Mit flipperflinken Fingern
Was für eine prächtige Metapher das Flippern für das Leben ist. Manchmal hat man alles unter Kontrolle, hält den Ball im Spiel. Manchmal reicht die Geschicklichkeit nicht aus, der Fall ins tiefe Loch, und ein neues Spiel beginnt. Und manchmal fühlt es sich so an, dass man selbst hin- und hergeschossen wird, so wie es der kleine Tommy erleben muss.
Da wird er zum Beispiel von seinen Eltern an seinen Cousin zur Aufsicht abgegeben. Der Cousin schikaniert ihn. Eine schöne Choreografie des Quälens ist das, was im „Raum für Kultur”, einem der Proberäume des English Theatre in Frankfurt einstudiert wird. Der 11-jährige Nicolas aus München wird von dem Tänzer Simon Hardwick in die Szene eingewiesen, wird von Simon alias dem Cousin in der Luft herumgewirbelt – „Rücken gerade halten!” –, dann auf den Boden gelegt, wo er sich krümmen soll, als ihm eine imaginäre Zigarette in den Arm gedrückt wird. Nicolas begreift schnell, seine anwesende Mutter Anja ist zufrieden. Anfang März wurde Nikolas gecastet, in Frankfurt soll er schon mal lernen, was er in München zeigen soll. Er ist einer von acht Kinderdarstellern, die im Wechsel auf der Bühne des Deutschen Theaters stehen werden, wenn dort ab Mittwoch das Musical „The Who’s Tommy" für zwei Wochen gastiert.
Kinder aus München stehen auf der Bühne
Es ist eine rasante, präzise Erfolgs-Inszenierung, die das Deutsche Theater aus Frankfurt übernimmt. Im mit 300 Plätzen eher kleinen, aber feinen English Theatre, dem größten englischsprachigen Theater auf deutschsprachigem Boden, wird hauptsächlich Sprechtheater gezeigt. Aber einmal im Jahr wird hier getanzt und gesungen, auf hohem Niveau. Dafür casten die Frankfurter ihre Darsteller in England und New York, die ersten vier Probewochen finden in London statt. „The Who’s Tommy” wurde in Frankfurt zum Schlager, das Stück konnte noch eineinhalb Monate länger als geplant vor ausverkauftem Haus gespielt werden, und nun kommen Gastspiele in München, Wien, Brüssel, Berlin und Dresden.

*ZEILEN*
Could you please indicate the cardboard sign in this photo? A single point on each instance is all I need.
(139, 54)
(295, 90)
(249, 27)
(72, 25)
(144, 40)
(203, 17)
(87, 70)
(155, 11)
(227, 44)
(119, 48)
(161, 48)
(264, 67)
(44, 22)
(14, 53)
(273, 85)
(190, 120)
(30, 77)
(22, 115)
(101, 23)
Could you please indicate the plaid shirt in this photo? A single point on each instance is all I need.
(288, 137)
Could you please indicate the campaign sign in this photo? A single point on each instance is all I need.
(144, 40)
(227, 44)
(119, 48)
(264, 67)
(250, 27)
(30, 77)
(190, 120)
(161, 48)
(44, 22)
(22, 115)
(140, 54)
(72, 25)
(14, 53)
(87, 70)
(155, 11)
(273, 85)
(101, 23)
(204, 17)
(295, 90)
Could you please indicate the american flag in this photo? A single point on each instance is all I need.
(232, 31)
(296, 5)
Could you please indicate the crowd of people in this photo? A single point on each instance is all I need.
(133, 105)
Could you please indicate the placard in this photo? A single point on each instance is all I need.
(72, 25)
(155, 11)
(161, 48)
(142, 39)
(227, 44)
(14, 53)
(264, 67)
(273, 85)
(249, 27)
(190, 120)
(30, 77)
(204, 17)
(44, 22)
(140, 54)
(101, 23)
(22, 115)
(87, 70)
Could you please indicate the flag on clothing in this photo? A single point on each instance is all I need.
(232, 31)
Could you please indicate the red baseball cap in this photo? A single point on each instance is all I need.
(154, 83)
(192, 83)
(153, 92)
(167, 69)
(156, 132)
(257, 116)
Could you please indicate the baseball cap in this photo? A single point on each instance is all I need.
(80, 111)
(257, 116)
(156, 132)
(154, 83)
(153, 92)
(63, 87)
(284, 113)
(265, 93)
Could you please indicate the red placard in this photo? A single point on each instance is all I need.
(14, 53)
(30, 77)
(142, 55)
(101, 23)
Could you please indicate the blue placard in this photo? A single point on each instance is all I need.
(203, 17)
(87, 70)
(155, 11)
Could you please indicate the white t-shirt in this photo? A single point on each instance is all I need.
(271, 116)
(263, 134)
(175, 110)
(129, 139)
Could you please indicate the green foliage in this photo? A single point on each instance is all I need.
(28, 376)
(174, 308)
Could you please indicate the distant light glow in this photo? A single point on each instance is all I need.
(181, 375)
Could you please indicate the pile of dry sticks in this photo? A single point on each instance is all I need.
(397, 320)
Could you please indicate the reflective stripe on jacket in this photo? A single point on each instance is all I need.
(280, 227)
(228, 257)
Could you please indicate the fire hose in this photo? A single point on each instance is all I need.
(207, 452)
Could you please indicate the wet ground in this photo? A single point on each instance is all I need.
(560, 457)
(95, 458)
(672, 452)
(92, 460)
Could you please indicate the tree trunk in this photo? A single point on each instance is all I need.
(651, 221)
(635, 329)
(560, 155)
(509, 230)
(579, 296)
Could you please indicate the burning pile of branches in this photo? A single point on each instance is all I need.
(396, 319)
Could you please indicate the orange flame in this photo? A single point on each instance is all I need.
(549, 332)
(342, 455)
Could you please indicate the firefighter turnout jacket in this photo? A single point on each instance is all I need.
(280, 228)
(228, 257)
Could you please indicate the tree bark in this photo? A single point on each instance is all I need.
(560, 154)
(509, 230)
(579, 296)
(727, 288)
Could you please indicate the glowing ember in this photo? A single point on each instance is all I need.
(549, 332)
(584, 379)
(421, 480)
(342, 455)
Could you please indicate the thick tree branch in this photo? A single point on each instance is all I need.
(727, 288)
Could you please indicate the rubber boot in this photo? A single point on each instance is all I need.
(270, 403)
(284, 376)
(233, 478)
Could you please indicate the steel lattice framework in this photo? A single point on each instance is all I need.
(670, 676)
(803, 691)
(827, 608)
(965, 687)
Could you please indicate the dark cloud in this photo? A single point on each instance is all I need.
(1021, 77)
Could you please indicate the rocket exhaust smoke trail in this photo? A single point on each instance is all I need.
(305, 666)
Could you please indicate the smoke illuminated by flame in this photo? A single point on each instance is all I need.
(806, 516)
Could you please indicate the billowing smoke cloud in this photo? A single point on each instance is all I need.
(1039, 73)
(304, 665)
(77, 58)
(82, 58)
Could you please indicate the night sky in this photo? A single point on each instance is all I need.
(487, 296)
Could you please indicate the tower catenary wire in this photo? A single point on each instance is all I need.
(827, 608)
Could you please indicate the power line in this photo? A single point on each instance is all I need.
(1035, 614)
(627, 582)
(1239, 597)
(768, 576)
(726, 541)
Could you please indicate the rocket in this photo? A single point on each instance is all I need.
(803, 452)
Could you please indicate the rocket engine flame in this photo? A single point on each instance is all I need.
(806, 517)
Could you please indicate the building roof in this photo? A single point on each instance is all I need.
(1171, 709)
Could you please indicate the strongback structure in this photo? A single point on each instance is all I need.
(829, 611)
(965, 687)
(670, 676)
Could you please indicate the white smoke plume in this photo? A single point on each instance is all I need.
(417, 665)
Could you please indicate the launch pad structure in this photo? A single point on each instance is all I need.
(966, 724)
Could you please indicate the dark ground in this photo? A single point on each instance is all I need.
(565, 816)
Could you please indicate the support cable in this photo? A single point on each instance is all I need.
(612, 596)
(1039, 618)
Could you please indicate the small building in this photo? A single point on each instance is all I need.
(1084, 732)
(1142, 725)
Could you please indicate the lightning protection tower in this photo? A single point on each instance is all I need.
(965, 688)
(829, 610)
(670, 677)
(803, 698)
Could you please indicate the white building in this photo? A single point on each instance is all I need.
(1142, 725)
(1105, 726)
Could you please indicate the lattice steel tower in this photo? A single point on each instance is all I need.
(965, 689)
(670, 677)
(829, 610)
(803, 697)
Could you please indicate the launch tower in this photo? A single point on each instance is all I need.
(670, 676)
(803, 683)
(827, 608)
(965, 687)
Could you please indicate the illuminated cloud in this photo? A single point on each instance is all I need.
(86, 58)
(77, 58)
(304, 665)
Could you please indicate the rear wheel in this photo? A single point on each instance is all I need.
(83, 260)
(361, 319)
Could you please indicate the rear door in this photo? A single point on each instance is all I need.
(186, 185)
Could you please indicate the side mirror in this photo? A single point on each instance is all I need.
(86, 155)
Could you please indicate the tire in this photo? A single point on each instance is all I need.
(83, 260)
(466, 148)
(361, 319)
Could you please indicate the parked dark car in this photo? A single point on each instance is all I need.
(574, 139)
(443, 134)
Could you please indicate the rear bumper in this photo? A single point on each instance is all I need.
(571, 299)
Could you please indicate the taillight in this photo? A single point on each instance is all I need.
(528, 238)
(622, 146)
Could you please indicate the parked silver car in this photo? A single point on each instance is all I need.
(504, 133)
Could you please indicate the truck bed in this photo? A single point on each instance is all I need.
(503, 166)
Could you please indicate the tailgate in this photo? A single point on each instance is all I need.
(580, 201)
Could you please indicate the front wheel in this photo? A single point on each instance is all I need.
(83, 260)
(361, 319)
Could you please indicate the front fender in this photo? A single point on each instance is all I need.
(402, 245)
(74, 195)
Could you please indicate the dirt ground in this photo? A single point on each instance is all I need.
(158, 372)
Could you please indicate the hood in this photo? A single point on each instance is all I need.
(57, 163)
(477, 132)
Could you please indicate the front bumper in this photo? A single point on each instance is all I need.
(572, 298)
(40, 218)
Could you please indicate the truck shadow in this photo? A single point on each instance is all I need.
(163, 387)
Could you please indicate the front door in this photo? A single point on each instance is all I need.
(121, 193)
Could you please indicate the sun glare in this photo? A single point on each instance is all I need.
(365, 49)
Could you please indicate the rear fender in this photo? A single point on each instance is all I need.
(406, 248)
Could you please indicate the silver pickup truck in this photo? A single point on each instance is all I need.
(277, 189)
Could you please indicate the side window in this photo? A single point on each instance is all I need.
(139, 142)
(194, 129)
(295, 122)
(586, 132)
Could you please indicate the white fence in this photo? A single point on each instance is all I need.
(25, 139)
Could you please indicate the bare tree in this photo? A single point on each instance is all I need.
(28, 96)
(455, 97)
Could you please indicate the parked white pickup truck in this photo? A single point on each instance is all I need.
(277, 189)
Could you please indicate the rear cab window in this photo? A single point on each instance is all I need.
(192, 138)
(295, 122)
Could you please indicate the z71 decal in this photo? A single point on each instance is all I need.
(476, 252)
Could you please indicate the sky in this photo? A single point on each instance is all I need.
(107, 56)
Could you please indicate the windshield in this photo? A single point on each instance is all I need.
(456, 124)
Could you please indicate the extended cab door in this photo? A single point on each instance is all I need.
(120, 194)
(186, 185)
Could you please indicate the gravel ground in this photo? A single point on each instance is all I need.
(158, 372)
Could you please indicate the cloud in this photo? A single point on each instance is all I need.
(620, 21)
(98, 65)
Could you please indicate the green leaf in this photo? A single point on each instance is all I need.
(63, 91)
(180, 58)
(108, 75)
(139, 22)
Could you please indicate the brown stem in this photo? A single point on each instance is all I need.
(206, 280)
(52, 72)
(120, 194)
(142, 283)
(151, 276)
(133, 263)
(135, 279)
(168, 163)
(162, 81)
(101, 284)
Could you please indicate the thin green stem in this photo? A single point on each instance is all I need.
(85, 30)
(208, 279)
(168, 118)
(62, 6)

*VORGEGEBENE AUFGABE*
Gib bitte den Text über das Tommy-Musical von „Kinder aus München“ bis einschließlich „Berlin und Dresden.“ erneut wieder und tausche dabei „rasante“ gegen „schwungvolle“ aus.

*LÖSUNG DER ÜBUNG*
Kinder aus München stehen auf der Bühne
Es ist eine schwungvolle, präzise Erfolgs-Inszenierung, die das Deutsche Theater aus Frankfurt übernimmt. Im mit 300 Plätzen eher kleinen, aber feinen English Theatre, dem größten englischsprachigen Theater auf deutschsprachigem Boden, wird hauptsächlich Sprechtheater gezeigt. Aber einmal im Jahr wird hier getanzt und gesungen, auf hohem Niveau. Dafür casten die Frankfurter ihre Darsteller in England und New York, die ersten vier Probewochen finden in London statt. „The Who’s Tommy” wurde in Frankfurt zum Schlager, das Stück konnte noch eineinhalb Monate länger als geplant vor ausverkauftem Haus gespielt werden, und nun kommen Gastspiele in München, Wien, Brüssel, Berlin und Dresden.